▶ Extract provided
Just was confused with the different prices listed. I will get at least one of my buddies to log on even if it means a 9 hour ride latr


----------



## ski stef (Jan 7, 2012)

jrmagic said:


> He meant NH. There is no airport in Manchester VT.



Yeah I was just thinking about old airport road which is only used for private planes..yaa dont have one of those.  Anyway, tickets booked this week. Should be fun


----------



## Nick (Jan 7, 2012)

mriceyman said:


> Just was confused with the different prices listed. I will get at least one of my buddies to log on even if it means a 9 hour ride latr



Basically you can call and get the Saturday lift ticket and lodging for the price listed by mentioning alpinezone. But in order to get the free Sunday lift pass, first tracks, apres-event on Saturday, and a couple free drinks on Friday, you need to be registered her on AlpineZone, have a minimum of 5 posts, and make one post in the official registration thread, which I will use to generate an attendance list of sorts 

Note: unless you have 5 posts, you won't even be able to access the official registration thread. 

Hope that makes sense


----------



## mriceyman (Jan 7, 2012)

Thanks nick, im really going to try and get one of my buds to come (and post on here).. what would a good mountain  to hit up half way from Jersey to maine. Just thinking to split the drive up and hit a mountain on Friday.


----------



## rocojerry (Jan 8, 2012)

mriceyman said:


> Thanks nick, im really going to try and get one of my buds to come (and post on here).. what would a good mountain  to hit up half way from Jersey to maine. Just thinking to split the drive up and hit a mountain on Friday.



half-way is WaWa...   nothing crazy small regional hill, but good way to break up the trip...  otherwise, sunday river/saddleback, but they are no where near half-way on the way


----------



## TobySki (Jan 9, 2012)

Looking fwd to the AZ Summit this year! We are heading up with a big group of folks organized by my husband xwhaler (Chris)


----------



## IrishSki Sean (Jan 10, 2012)

Another one of the gang of 14 organized by my buddy Chris. Having lived in San Diego the last 10 years really looking forward to checking out Sugarloaf!


----------



## Katadinagain (Jan 14, 2012)

Can't wait to head up to Sugarloaf with the AlpineZone crew, had a blast last year!!!


----------



## Tooth (Jan 14, 2012)

mriceyman said:


> Thanks nick, im really going to try and get one of my buds to come (and post on here).. what would a good mountain  to hit up half way from Jersey to maine. Just thinking to split the drive up and hit a mountain on Friday.



Push hard and hit Sunday River. Leave an hour early and reap the rewards.


----------



## Katadinagain (Jan 15, 2012)

*sunset pic*

cool sunset pic


----------



## nikkiski (Jan 17, 2012)

cannot wait! it's going to be so much fun!


----------



## Nick (Jan 17, 2012)

▶ Recorded data
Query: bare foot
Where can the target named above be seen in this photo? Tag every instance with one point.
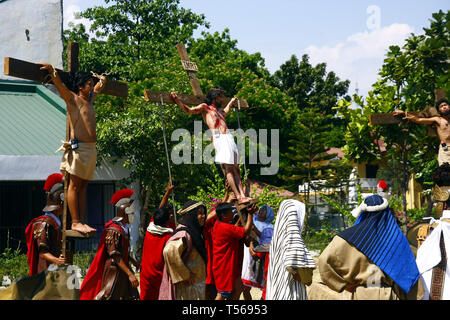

▶ Written problem 1
Answer these from the ski summit thread:
(a) How many posts must a member have before they can open the official registration thread?
(b) Where has IrishSki Sean lived for the last 10 years?
(c) Which mountain does Tooth say to push hard and hit?
▶ Written problem 2
Pick up the ski summit thread where it stops and write the next part.
The listing isn't needed for anything here.

▶ Final answer 1
(a) At least 5 posts.
(b) San Diego.
(c) Sunday River.

▶ Final answer 2
Make sure you guys who are attending pots in the official registration thread. Reminder you need 5 posts in order to see it! --> http://forums.alpinezone.com/showthread.php?t=105438


----------



## ski stef (Jan 17, 2012)

nikkiski said:


> cannot wait! it's going to be so much fun!



Get posting   ...your other half going to make it???


----------



## nikkiski (Jan 17, 2012)

probably not...its prime time sugaring time...lame...I am still working on him


----------



## ski stef (Jan 17, 2012)

Yeah I figured that...boo. work your magic!


----------



## wa-loaf (Jan 17, 2012)

Just got the kids taken care of for the weekend. Now gotta see if the gf wants to come or if I should put a group together.


----------



## gmcunni (Jan 17, 2012)

wa-loaf said:


> Now gotta see if the gf wants to come



she ski/ride?


----------



## wa-loaf (Jan 17, 2012)

gmcunni said:


> she ski/ride?



Skis, but just an intermediate. I'll be making it clear we likely won't ski much together during the day. Not at all if it's a pow day.


----------



## o3jeff (Jan 17, 2012)

wa-loaf said:


> Skis, but just an intermediate. I'll be making it clear we likely won't ski much together during the day. Not at all if it's a pow day.



I'd give Paul a little more credit that that! :wink:

I might have the perfect ski partner for her, I only need to convince her to go though.


----------



## wa-loaf (Jan 17, 2012)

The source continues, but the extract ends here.